Transcribe the listing in full. Keep every line exactly as it stands.

[[ Material supplied, beginning ]]

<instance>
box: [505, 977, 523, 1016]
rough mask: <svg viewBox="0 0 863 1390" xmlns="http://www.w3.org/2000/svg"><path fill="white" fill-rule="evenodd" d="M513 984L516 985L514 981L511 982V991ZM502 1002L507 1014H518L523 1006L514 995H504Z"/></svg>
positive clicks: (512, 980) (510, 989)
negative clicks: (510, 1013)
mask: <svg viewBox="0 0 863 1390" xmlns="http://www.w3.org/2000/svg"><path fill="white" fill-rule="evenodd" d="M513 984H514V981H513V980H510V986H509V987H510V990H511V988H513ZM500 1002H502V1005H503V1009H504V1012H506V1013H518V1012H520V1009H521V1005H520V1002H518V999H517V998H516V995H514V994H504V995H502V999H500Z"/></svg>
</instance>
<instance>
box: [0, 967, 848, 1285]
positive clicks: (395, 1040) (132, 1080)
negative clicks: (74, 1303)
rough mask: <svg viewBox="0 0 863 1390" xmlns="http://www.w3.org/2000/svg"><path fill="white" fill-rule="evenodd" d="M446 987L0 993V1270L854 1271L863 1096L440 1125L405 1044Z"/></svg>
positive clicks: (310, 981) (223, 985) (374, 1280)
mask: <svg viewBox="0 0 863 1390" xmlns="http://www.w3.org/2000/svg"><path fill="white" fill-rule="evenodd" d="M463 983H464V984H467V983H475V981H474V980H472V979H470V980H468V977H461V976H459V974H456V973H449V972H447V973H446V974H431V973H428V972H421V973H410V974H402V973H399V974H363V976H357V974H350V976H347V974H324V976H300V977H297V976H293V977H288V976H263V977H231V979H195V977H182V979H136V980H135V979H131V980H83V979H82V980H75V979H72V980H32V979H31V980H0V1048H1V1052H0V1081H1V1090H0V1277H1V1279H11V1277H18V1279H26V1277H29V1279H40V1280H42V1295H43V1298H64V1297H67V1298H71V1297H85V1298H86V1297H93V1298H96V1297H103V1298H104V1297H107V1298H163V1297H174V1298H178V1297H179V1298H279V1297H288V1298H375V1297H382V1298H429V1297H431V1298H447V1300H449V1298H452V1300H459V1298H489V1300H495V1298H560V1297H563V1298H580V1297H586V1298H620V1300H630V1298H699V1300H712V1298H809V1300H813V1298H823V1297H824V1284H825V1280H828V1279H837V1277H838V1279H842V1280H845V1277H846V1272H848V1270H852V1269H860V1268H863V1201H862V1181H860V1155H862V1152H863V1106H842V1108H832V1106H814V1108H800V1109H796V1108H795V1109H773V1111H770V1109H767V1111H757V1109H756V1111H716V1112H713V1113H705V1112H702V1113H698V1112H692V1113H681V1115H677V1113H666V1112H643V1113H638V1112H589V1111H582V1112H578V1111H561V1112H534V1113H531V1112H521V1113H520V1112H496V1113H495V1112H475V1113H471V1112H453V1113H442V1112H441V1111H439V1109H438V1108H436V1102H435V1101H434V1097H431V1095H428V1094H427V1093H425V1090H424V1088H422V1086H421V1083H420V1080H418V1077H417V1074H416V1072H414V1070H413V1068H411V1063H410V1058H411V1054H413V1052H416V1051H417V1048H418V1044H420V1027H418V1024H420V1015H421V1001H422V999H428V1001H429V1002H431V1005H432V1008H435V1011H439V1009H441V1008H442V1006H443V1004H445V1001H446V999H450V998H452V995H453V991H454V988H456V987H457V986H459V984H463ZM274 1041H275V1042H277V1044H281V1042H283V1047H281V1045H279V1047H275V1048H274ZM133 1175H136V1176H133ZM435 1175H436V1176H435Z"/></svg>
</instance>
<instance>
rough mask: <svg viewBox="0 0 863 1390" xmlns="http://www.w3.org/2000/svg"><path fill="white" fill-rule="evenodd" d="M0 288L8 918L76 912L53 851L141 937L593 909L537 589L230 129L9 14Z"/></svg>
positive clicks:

[[ Material supplied, end ]]

__Answer to the problem__
<instance>
box: [505, 977, 523, 1016]
rough mask: <svg viewBox="0 0 863 1390" xmlns="http://www.w3.org/2000/svg"><path fill="white" fill-rule="evenodd" d="M513 984L516 985L514 981L511 982V991ZM502 1002L507 1014H518L523 1006L514 995H504Z"/></svg>
positive clicks: (512, 980) (510, 989)
negative clicks: (510, 1013)
mask: <svg viewBox="0 0 863 1390" xmlns="http://www.w3.org/2000/svg"><path fill="white" fill-rule="evenodd" d="M513 984H514V981H513V980H510V986H509V987H510V990H511V988H513ZM500 1002H502V1005H503V1009H504V1012H506V1013H518V1012H520V1009H521V1005H520V1002H518V999H517V998H516V995H514V994H504V995H502V999H500Z"/></svg>
</instance>
<instance>
box: [0, 967, 848, 1285]
positive clicks: (395, 1040) (132, 1080)
negative clicks: (74, 1303)
rough mask: <svg viewBox="0 0 863 1390" xmlns="http://www.w3.org/2000/svg"><path fill="white" fill-rule="evenodd" d="M446 987L0 993V1270L854 1271L863 1096L440 1125L405 1044Z"/></svg>
positive clicks: (310, 981) (223, 985) (374, 1280)
mask: <svg viewBox="0 0 863 1390" xmlns="http://www.w3.org/2000/svg"><path fill="white" fill-rule="evenodd" d="M463 983H464V984H467V983H475V981H474V980H472V979H470V980H468V977H461V976H459V974H456V973H449V972H447V973H446V974H431V973H428V972H421V973H410V974H402V973H399V974H363V976H357V974H350V976H347V974H324V976H300V977H297V976H293V977H288V976H263V977H231V979H195V977H182V979H136V980H135V979H131V980H83V979H82V980H75V979H72V980H32V979H31V980H0V1048H1V1052H0V1081H1V1090H0V1277H1V1279H11V1277H18V1279H26V1277H29V1279H40V1280H42V1295H43V1298H64V1297H67V1298H71V1297H85V1298H86V1297H93V1298H96V1297H103V1298H104V1297H107V1298H163V1297H174V1298H178V1297H179V1298H279V1297H288V1298H375V1297H382V1298H429V1297H431V1298H447V1300H449V1298H452V1300H459V1298H489V1300H495V1298H560V1297H563V1298H580V1297H586V1298H620V1300H630V1298H699V1300H712V1298H809V1300H813V1298H823V1297H824V1284H825V1280H828V1279H837V1277H838V1279H842V1280H845V1277H846V1272H848V1270H852V1269H860V1268H863V1201H862V1181H860V1155H862V1152H863V1106H842V1108H832V1106H814V1108H800V1109H796V1108H795V1109H773V1111H770V1109H767V1111H757V1109H756V1111H716V1112H713V1113H705V1112H702V1113H698V1112H692V1113H681V1115H677V1113H666V1112H643V1113H638V1112H589V1111H582V1112H578V1111H561V1112H534V1113H531V1112H521V1113H520V1112H496V1113H495V1112H475V1113H471V1112H453V1113H442V1112H441V1111H439V1109H438V1108H436V1102H435V1101H434V1097H431V1095H428V1094H427V1093H425V1090H424V1088H422V1086H421V1083H420V1080H418V1077H417V1074H416V1072H414V1070H413V1068H411V1063H410V1058H411V1054H413V1052H416V1051H417V1048H418V1044H420V1027H418V1024H420V1015H421V1001H422V999H428V1001H429V1002H431V1005H432V1008H435V1011H439V1009H441V1008H442V1006H443V1004H445V1001H446V999H450V998H452V995H453V991H454V988H456V987H457V986H459V984H463ZM274 1041H275V1042H277V1044H281V1042H283V1047H281V1045H279V1047H275V1048H274ZM133 1175H136V1176H133ZM435 1175H436V1176H435Z"/></svg>
</instance>
<instance>
rough mask: <svg viewBox="0 0 863 1390" xmlns="http://www.w3.org/2000/svg"><path fill="white" fill-rule="evenodd" d="M0 288L8 918L76 912L53 851L141 937L593 909L537 589L230 129L9 14Z"/></svg>
positive clicks:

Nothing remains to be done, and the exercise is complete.